**READING TEXT**
.....

Patrolling the skies

Master falconer Nricco Iseppi and Maya, one of three Harris’s Hawks he owns, near his house in Malibu. Iseppi’s company, Pacific Coast Falconry, provides abatement services by employing hawks to scare or frighten birds such as sea gulls and pigeons away from areas where they have become a nuisance.

It’s a hazy Saturday at an office park in Santa Monica, and passersby skirting a large artificial pond in the park’s courtyard can’t help but notice master falconer Nricco Iseppi as he explains how he is ridding the park of its sea gull problem. Steps away, tethered docilely on perches, are three magnificent hawks.

As he is speaking, a half-dozen sea gulls land in the middle of the pond. Iseppi puts on a scratched leather glove, walks over to one of the hawks—and the gulls fly off.

“See what I mean? They’ve learned that they only have a few seconds to drink,” he says.

Iseppi, whose company, Pacific Coast Falconry, is based in rural Malibu, is one a handful of experts across the U.S. to use the ancient practice of falconry—using birds of prey to hunt game for sport—as the basis for a novel method of pest control.

In 2007, the U.S. Fish and Wildlife Service began issuing permits to licensed master fal- coners to use raptors to “flush or haze” nuisance birds such as crows, sea gulls and starlings, among others. Instead of killing the nuisance birds, falconers unleash birds of prey to harass them. Over periods of weeks and months, the unwanted birds become conditioned to avoid the area and seek an alternative.

“I’m forcing them to become hungry until they find another place to seek another source of food,” Iseppi said, “and this place doesn’t have a problem anymore.”

Iseppi is one of 92 master falconers across the country with the federal bird abatement license. He says the solution lasts longer—and is more humane— than common deterrents such as needle strips, electrified shock tracks, hot glue pads and poisons such as Avitrol. That’s because the memory of one of his hawks chasing after them is enough to keep nuisance birds away long after he’s gone.

Office complexes, landfills, military airports and hospital landing pads (where roosting birds can cause airstrikes) are common clients of his, Iseppi said. Farms and vineyards have hired falconers to protect their crops from large flocks of starlings, and oil refineries in Texas, Montana and nearby Torrance, Calif., are increasingly turning to falconers to prevent starlings from fouling their facilities.

.....

**DATA SECTION**

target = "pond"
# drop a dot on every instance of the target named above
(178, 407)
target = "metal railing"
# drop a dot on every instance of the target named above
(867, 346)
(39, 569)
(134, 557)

.....

**ASSIGNMENT 1**
In the falconry article, condense the paragraph beginning "In 2007, the U.S. Fish and Wildlife Service" into a short bulleted list that keeps its main facts.
**ASSIGNMENT 2**
According to the falconry article, how many master falconers across the country hold the federal bird abatement license?
**ASSIGNMENT 3**
Update the stretch of the falconry article from "Master falconer Nricco Iseppi and" through "become a nuisance.", replacing "sea gulls" with "crows".

**WRITTEN SOLUTION 1**
- In 2007, the U.S. Fish and Wildlife Service began issuing permits to licensed master falconers to use raptors to "flush or haze" nuisance birds such as crows, sea gulls and starlings.
- Falconers do not kill the nuisance birds. They release birds of prey to harass them.
- Over weeks and months, the unwanted birds become conditioned to avoid the area and look for another one.

**WRITTEN SOLUTION 2**
92

**WRITTEN SOLUTION 3**
Master falconer Nricco Iseppi and Maya, one of three Harris’s Hawks he owns, near his house in Malibu. Iseppi’s company, Pacific Coast Falconry, provides abatement services by employing hawks to scare or frighten birds such as crows and pigeons away from areas where they have become a nuisance.